== Textauszug

Einleitung

Die Osram GmbH entwickelt ein leistungsfähiges LED-Modul für einen asiatischen Automobilzulieferer. Ein internationales Projekt zwischen technischer Finesse und kulturellen Welten, an dem Brunel Spezialist Willi Schlesing als Technischer Leiter eines Forschungs- und Entwicklungsteams maßgeblich beteiligt ist. Die folgende Reportage gewährt einen Einblick in seinen Arbeitstag. 

Es ist 5:34 Uhr, als Willi Schlesing wie selbstverständlich aufwacht. Vor dem Einschlafen hatte er noch über eine verbesserte geometrische Lösung zur Kühlung des neuen LED-Moduls nachgedacht, nach siebenstündigem Schlaf hat er eine mögliche Antwort parat: „Solche nächtlichen Eingebungen habe ich öfter“, scherzt der 64-jährige Physikingenieur später, als er um 7:10 Uhr nach einem etwa 800 m langen Fußmarsch zwischen Wohnung und Arbeit das Drehkreuz zum Osram-Werksgelände in Herbrechtingen nahe Ulm passiert.

====

● Material erkunden:
1) Bitte gib aus dem Textauszug den Abschnitt von „Die Osram GmbH“ bis „in seinen Arbeitstag.“ wortgetreu wieder.
2) Um wie viel Uhr wacht Willi Schlesing laut Textauszug auf?

== Bereitgestellte Angaben

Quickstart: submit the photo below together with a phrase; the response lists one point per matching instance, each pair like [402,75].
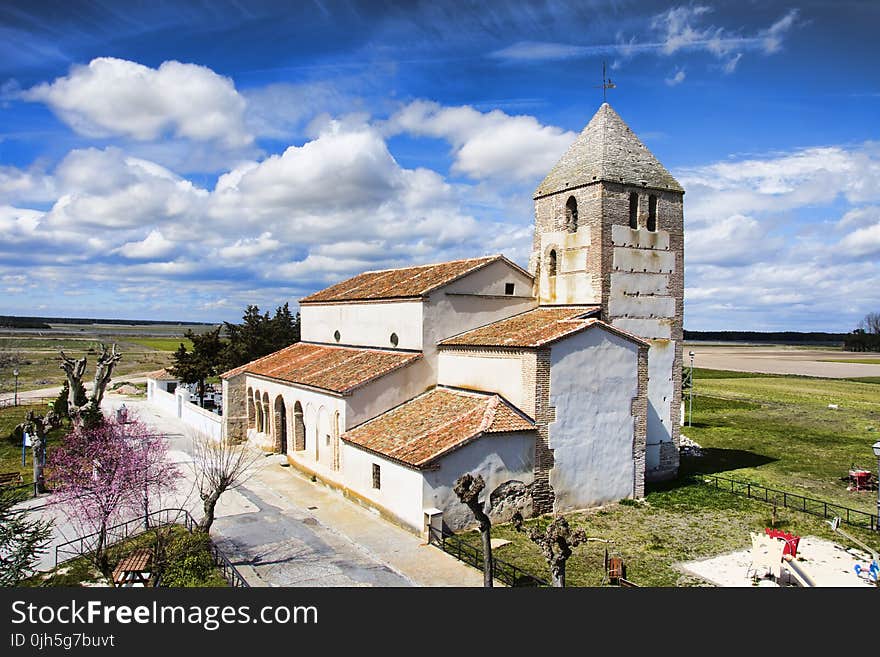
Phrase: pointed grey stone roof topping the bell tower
[607,150]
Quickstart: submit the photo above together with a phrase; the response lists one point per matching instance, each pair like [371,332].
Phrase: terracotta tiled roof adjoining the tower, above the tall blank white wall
[533,328]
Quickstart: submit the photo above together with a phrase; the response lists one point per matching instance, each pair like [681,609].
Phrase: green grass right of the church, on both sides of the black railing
[772,429]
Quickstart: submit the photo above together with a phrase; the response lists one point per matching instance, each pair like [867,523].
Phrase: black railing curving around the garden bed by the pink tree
[131,528]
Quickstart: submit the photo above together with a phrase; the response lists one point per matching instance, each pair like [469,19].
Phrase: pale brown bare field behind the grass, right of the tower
[782,360]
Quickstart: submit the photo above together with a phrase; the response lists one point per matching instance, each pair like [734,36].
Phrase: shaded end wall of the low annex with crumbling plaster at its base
[499,458]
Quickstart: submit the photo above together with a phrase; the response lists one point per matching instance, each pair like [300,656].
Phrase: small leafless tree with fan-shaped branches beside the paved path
[219,466]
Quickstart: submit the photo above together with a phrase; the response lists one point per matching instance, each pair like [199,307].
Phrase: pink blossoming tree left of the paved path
[106,474]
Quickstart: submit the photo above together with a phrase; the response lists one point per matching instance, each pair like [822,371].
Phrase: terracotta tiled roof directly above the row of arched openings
[339,369]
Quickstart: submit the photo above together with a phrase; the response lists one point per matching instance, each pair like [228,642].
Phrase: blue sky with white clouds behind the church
[182,160]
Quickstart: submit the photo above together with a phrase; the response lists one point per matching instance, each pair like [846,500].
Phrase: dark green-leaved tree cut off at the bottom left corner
[22,540]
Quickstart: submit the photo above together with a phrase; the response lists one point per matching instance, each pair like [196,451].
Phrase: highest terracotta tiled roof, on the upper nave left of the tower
[399,283]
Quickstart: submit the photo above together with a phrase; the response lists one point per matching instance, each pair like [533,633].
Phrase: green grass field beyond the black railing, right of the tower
[779,431]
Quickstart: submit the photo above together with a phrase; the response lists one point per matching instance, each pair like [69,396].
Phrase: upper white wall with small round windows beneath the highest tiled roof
[366,324]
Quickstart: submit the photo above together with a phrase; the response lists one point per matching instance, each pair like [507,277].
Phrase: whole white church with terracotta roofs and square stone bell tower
[560,385]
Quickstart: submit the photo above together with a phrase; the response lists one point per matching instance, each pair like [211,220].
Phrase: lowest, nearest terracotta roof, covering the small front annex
[435,423]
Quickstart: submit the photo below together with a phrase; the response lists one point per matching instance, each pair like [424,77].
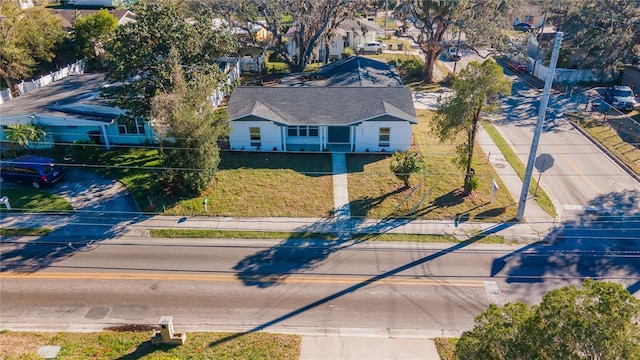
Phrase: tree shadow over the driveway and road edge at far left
[95,219]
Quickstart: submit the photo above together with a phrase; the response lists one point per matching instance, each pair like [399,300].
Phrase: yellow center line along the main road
[247,278]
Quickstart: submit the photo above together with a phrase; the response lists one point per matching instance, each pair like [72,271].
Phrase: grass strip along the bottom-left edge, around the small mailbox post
[136,345]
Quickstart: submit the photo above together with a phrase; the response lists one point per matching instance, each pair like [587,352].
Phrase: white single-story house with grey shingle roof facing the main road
[357,119]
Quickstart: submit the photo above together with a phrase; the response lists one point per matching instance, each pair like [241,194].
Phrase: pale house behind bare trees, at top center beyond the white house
[350,33]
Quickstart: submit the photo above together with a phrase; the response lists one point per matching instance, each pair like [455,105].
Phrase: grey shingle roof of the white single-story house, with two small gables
[321,105]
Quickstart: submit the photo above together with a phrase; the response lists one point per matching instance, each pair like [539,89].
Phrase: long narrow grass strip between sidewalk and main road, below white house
[243,234]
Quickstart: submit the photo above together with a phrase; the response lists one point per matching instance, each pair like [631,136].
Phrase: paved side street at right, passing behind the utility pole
[582,176]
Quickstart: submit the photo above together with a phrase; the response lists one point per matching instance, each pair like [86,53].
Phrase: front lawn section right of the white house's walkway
[375,192]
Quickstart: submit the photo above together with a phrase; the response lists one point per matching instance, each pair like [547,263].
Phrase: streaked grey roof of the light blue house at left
[74,97]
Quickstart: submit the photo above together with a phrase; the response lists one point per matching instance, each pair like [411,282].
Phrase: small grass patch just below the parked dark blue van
[26,199]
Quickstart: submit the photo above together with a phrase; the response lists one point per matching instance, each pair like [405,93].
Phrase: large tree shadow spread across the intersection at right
[601,243]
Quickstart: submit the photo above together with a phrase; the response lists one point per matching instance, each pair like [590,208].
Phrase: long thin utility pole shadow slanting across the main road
[370,281]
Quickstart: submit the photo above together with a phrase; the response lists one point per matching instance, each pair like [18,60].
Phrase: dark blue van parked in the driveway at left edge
[35,170]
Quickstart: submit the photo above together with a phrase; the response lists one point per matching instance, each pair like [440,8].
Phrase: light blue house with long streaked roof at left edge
[72,110]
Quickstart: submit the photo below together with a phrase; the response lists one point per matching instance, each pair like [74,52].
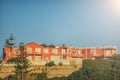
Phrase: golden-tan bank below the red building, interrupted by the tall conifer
[54,71]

====

● Lösungen je Aufgabe:
1)
Die Osram GmbH entwickelt ein leistungsfähiges LED-Modul für einen asiatischen Automobilzulieferer. Ein internationales Projekt zwischen technischer Finesse und kulturellen Welten, an dem Brunel Spezialist Willi Schlesing als Technischer Leiter eines Forschungs- und Entwicklungsteams maßgeblich beteiligt ist. Die folgende Reportage gewährt einen Einblick in seinen Arbeitstag.

2) Um 5:34 Uhr.